» EXERCISE PROMPT:
Put each line of the records below into a numbered list, and leave out any blank lines.

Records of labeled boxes

[Start]

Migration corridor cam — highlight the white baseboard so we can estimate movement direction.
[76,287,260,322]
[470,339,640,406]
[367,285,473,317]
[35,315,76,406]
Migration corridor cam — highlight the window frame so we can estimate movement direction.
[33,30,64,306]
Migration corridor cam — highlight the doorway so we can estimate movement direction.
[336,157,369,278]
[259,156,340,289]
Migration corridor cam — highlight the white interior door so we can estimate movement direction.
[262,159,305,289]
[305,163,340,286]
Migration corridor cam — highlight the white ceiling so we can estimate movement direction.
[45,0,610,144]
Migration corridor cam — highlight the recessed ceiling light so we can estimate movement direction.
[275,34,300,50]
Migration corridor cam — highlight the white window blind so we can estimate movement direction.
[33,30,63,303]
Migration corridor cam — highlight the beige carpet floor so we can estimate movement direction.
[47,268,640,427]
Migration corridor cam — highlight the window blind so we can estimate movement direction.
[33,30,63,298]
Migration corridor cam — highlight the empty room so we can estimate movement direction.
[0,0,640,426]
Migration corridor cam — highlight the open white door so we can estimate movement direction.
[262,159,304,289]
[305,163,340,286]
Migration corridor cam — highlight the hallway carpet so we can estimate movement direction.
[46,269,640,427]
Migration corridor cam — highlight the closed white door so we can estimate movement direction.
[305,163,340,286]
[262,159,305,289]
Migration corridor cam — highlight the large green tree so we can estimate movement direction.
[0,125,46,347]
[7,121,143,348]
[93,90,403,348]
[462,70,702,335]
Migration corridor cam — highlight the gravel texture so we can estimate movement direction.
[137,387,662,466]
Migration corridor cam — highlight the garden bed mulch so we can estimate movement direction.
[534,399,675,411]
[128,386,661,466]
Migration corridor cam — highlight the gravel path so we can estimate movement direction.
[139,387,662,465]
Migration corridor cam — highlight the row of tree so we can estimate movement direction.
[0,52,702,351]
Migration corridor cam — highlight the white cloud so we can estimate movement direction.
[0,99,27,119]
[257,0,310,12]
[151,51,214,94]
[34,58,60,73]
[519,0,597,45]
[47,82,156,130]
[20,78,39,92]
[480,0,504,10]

[End]

» REPLY:
1. Migration corridor cam — highlight the white baseboard so we can estimate movement direction.
2. [76,287,260,322]
3. [470,339,640,406]
4. [367,285,473,317]
5. [35,315,76,406]
6. Migration corridor cam — highlight the window frame so we can estimate movement direction.
7. [33,30,64,306]
8. Migration corridor cam — highlight the doorway so we can estimate movement direction.
9. [336,157,369,278]
10. [259,156,340,289]
11. Migration corridor cam — highlight the white interior door so we can estimate movement direction.
12. [262,159,305,289]
13. [305,163,340,286]
14. Migration corridor cam — highlight the white ceiling so we can estimate movement direction.
15. [45,0,610,144]
16. Migration corridor cam — highlight the recessed ceiling light so we can estimate movement direction.
17. [275,34,300,50]
18. Migration corridor cam — highlight the white window blind so we can estimate movement direction.
19. [33,30,63,303]
20. Migration corridor cam — highlight the beige carpet floor so we can estimate movement direction.
21. [47,268,640,427]
22. Migration corridor cam — highlight the window blind so we can estimate movement direction.
23. [33,30,63,298]
24. Migration corridor cam — highlight the empty room so we can estimate movement direction.
25. [0,0,640,426]
26. Migration corridor cam — highlight the open white door so we can estimate movement direction.
27. [262,159,304,289]
28. [305,163,340,286]
29. Migration corridor cam — highlight the hallway carpet so we can estimate movement direction.
30. [46,269,640,427]
31. Migration corridor cam — highlight the closed white door so we can estimate movement direction.
32. [305,163,340,286]
33. [262,159,305,289]
34. Migration corridor cam — highlight the large green tree so we can estimate movement direction.
35. [0,125,46,347]
36. [7,121,143,348]
37. [93,90,403,348]
38. [462,70,702,335]
39. Migration corridor cam — highlight the gravel texture so we can estimate movement direction.
40. [137,387,662,466]
41. Migration corridor cam — highlight the garden bed mulch so we can estimate movement direction.
42. [534,399,675,411]
43. [128,386,661,466]
44. Migration corridor cam — highlight the gravel path so we can estimate movement direction.
45. [139,387,662,465]
46. Migration corridor cam — highlight the row of tree so we can estimate movement direction.
47. [0,52,702,351]
48. Migration corridor cam — highlight the white cloud so we can estimate movement direction.
49. [0,99,27,119]
50. [257,0,310,12]
51. [151,51,214,94]
52. [34,58,60,73]
53. [519,0,597,45]
54. [47,82,156,130]
55. [20,78,39,92]
56. [480,0,504,10]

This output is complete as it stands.